--- begin ---

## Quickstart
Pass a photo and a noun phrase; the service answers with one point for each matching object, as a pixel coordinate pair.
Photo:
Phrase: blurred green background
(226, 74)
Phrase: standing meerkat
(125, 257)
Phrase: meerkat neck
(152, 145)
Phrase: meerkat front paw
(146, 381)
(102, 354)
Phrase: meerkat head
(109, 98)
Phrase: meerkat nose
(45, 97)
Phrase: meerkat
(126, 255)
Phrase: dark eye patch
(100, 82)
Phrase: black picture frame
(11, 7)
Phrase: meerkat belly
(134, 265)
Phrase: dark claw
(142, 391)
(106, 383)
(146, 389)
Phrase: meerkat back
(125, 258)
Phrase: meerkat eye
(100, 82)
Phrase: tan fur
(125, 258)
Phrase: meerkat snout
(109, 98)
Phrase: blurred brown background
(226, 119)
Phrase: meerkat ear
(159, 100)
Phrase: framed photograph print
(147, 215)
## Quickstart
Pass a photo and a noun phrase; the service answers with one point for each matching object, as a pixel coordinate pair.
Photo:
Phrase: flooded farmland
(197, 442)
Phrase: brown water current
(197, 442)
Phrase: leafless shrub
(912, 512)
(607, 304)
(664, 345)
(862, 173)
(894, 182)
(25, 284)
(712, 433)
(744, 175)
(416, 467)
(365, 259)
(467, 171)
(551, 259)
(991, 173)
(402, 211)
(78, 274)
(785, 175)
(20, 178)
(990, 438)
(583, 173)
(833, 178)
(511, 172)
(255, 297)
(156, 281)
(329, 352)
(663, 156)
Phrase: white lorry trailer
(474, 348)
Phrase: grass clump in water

--- end ---

> [EXERCISE AIM]:
Reproduce every line of the material above verbatim, from the first line through the last, without altering anything.

> [TASK OUTPUT]:
## Quickstart
Pass a photo and a noun phrase; the service answers with one point for each matching object, as a pixel coordinate pair.
Photo:
Phrase: blurred green background
(226, 74)
Phrase: standing meerkat
(125, 257)
Phrase: meerkat neck
(152, 145)
Phrase: meerkat front paw
(146, 381)
(102, 354)
Phrase: meerkat head
(109, 98)
Phrase: meerkat nose
(45, 97)
Phrase: meerkat
(126, 255)
Phrase: dark eye patch
(100, 82)
Phrase: black picture frame
(11, 7)
Phrase: meerkat belly
(134, 265)
Phrase: dark claw
(142, 391)
(106, 383)
(146, 389)
Phrase: meerkat back
(125, 258)
Phrase: meerkat eye
(100, 82)
Phrase: tan fur
(125, 258)
Phrase: meerkat snout
(109, 98)
Phrase: blurred brown background
(226, 119)
Phrase: meerkat ear
(159, 100)
Phrase: framed photograph print
(147, 215)
## Quickstart
Pass a photo and a noun phrase; the service answers with one point for each matching object, as a pixel coordinate pair.
Photo:
Phrase: flooded farmland
(197, 442)
Phrase: brown water current
(197, 442)
Phrase: leafless shrub
(912, 512)
(607, 304)
(664, 345)
(862, 173)
(894, 182)
(25, 284)
(712, 433)
(744, 175)
(416, 467)
(365, 259)
(467, 171)
(551, 259)
(991, 173)
(402, 211)
(78, 274)
(785, 175)
(20, 178)
(990, 438)
(583, 173)
(833, 178)
(511, 172)
(255, 297)
(156, 281)
(329, 352)
(663, 156)
Phrase: white lorry trailer
(474, 348)
Phrase: grass clump in water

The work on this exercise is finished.